** begin **

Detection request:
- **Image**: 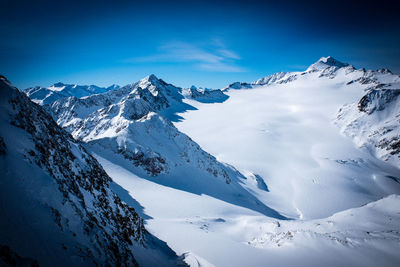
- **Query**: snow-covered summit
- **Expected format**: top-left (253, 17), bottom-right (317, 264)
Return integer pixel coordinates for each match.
top-left (306, 56), bottom-right (349, 72)
top-left (0, 78), bottom-right (183, 266)
top-left (25, 82), bottom-right (119, 105)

** end **

Update the listing above by changing "snow-covered summit" to "snow-capped peak" and keeping every other line the same. Don't include the pictures.

Detection request:
- **Image**: 
- **Query**: snow-capped peak
- **Expected format**: top-left (253, 17), bottom-right (317, 264)
Return integer pixel coordinates for each match.
top-left (306, 56), bottom-right (349, 72)
top-left (0, 78), bottom-right (183, 266)
top-left (25, 82), bottom-right (119, 105)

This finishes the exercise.